- **Written instruction**: Copy out everything in the thread about slow Apple TV syncing from "## polywog (Aug" down to "(Apr 16, 2004)", word for word.

- **Text excerpt**:
☆ ☆ ☆ ☆ ☆ ☆ ☆
# Syncing Apple TV over WIRED network painfully slow



## Rubbie (Feb 27, 2008)

I have a first generation intel iMac (802.11g) a new airport extreme base station and a 160 gig Apple TV. I recently switched from a wireless network because of interference (I am in a condo and have about 15 other strong wi-fi connections close by) by hooking up my iMac gigabit port to the airport gigabit port on the EBS, I also hooked up the ATV to the EBS gigabit port as well. (I have turned off the broadcasting on the EBS)

The ATV is blazing fast when connecting to content on the internet (YouTube, renting movies and watching HD Podcasts). My iMac connecting to the internet with about 5mb download and 200kb upload speeds. However when I try and sync stuff from my iMac to the ATV it is painfully slow, when I try to play songs from my ATV that has not been synced with my iMac it just makes the ATV stop and start and hiccup. Even though there was a lot of interference it was a lot faster over wi-fi.

I have tried 2 sets of cables as well as changing the ports that ATV and iMac are connected to on the EBS. I have also tried connecting the ATV directly to the iMac with no change in syncing speeds, the istat pro widget said i was getting about 60kbs output speeds when connected directly to the ATV? it shouldn't be so slow when connected directly? My network utility says my connection is 1Gbit/ and the ATV has 10/100 mbs built in and it would seem that when connecting to the internet it is getting these speeds.

I tried apple care and they were no help.

Edited for spelling


----------



## fjnmusic (Oct 29, 2006)

It could be the difference between 802.11g and 802.11n. We have the latter in our iMac (1.5 years old, "n") and it syncs pretty quickly.


----------



## polywog (Aug 9, 2007)

Might be time for a factory reset on the ATV. Something is definitely not right. Even 100BaseTX is on par or even slightly faster than 802.11n (in typical situations.)


----------



## Orion (Apr 16, 2004)

It's possible that the Airport Base Station needs to be powered down for a minute or so. I had the first AEBS and after a few days it would just want a reset if everything was coming through wired. Can't give you a reson; just how it was for me


----------



## ruffdeezy (Mar 17, 2008)
☆ ☆ ☆ ☆ ☆ ☆ ☆
- **Source data**:
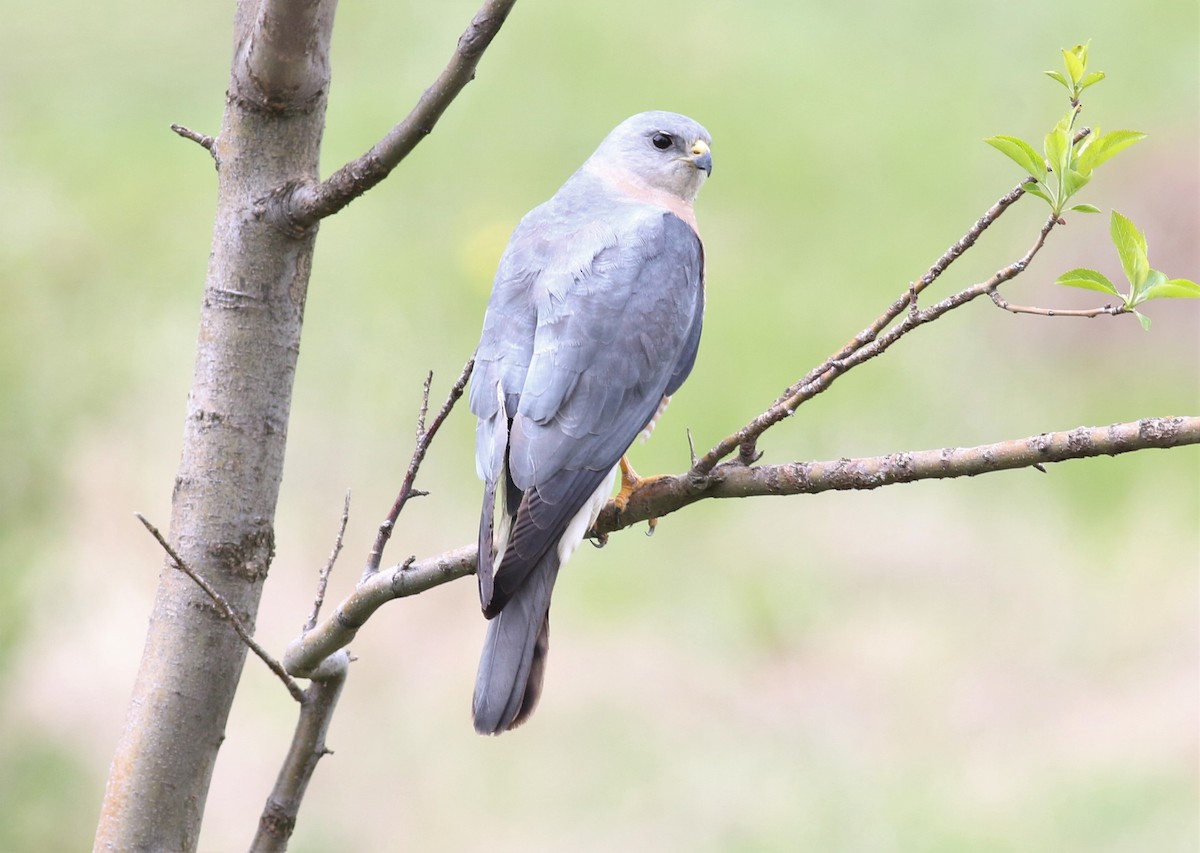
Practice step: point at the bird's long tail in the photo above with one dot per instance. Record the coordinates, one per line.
☆ ☆ ☆ ☆ ☆ ☆ ☆
- **Result**:
## polywog (Aug 9, 2007)

Might be time for a factory reset on the ATV. Something is definitely not right. Even 100BaseTX is on par or even slightly faster than 802.11n (in typical situations.)


----------



## Orion (Apr 16, 2004)